======== QUELLE ========

Wladimir erzählt: „In Wirklichkeit saßen wir ahnungslos auf einem Pulverfass, das jedes Mal explodierte, wenn hoch qualifizierte Wissenschaftler nach empirischen Beweisen für ihre Experimente suchten. Unterirdisch veranstalteten sie die inszenierten Supergaus... Ich möchte nicht wissen, wie viel wir davon abbekommen haben.
Keinem von uns hängten sie damals ein Dosimeter (misst die radioaktive Strahlung/ d.Red.) um. Ich weiß auch nicht, ob es an der gefährlichen Strahlung lag, aber sonderlich robust war meine Konstitution im Kindesalter nicht.“
1986 geschah der Super-Gau: Die Reaktor-Katastrophe von Tschernobyl, die von der UdSSR zunächst verschwiegen wurde. Vitali berichtet:
„Von Tag zu Tag kamen weniger Schüler zum Unterricht. Zuerst blieben die Kinder von hochgestellten Persönlichkeiten fern.
Aufgrund ihrer Posten schienen die Eltern besser informiert als andere. Doch auf diese Weise sickerte die Nachricht allmählich in der gesamten Stadt durch.
Nachdem jemand verbreitete, Wodka würde die giftige Strahlung im Körper neutralisieren, wenn man nur ausreichend davon tränke, waren innerhalb weniger Stunden sämtliche Wodkavorräte ausverkauft. :laugh2: :laugh2:
Es gelangten Meldungen in Umlauf, wonach mit der Evakuierung der Bevölkerung zu rechnen sei ... Auf dem Hauptbahnhof spielten sich unglaubliche Szenen ab. Tausende drängten sich mit ihren Habseligkeiten an die Fahrkartenschalter, um einen Platz im nächsten Zug zu ergattern.

======== GESAMMELTES MATERIAL ========

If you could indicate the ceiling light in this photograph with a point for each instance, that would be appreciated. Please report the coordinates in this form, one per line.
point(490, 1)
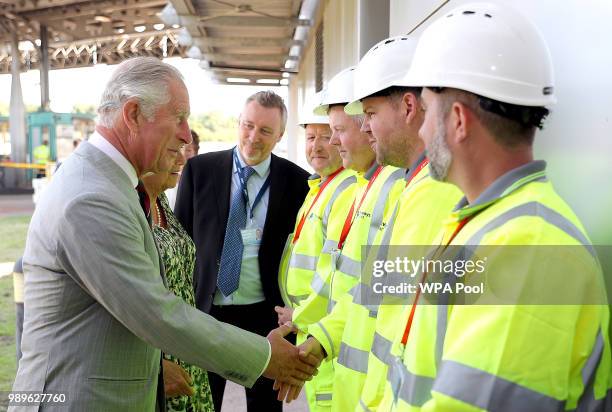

========

◆ AUFGABENSTELLUNG ◆
Schreib aus dem Text über Tschernobyl den Abschnitt genau ab, der mit den Worten beginnt, die „Wladimir erzählt: „In“ enthalten, und mit „hochgestellten Persönlichkeiten fern.“ endet.

◆ LÖSUNG ◆
Wladimir erzählt: „In Wirklichkeit saßen wir ahnungslos auf einem Pulverfass, das jedes Mal explodierte, wenn hoch qualifizierte Wissenschaftler nach empirischen Beweisen für ihre Experimente suchten. Unterirdisch veranstalteten sie die inszenierten Supergaus... Ich möchte nicht wissen, wie viel wir davon abbekommen haben.
Keinem von uns hängten sie damals ein Dosimeter (misst die radioaktive Strahlung/ d.Red.) um. Ich weiß auch nicht, ob es an der gefährlichen Strahlung lag, aber sonderlich robust war meine Konstitution im Kindesalter nicht.“
1986 geschah der Super-Gau: Die Reaktor-Katastrophe von Tschernobyl, die von der UdSSR zunächst verschwiegen wurde. Vitali berichtet:
„Von Tag zu Tag kamen weniger Schüler zum Unterricht. Zuerst blieben die Kinder von hochgestellten Persönlichkeiten fern.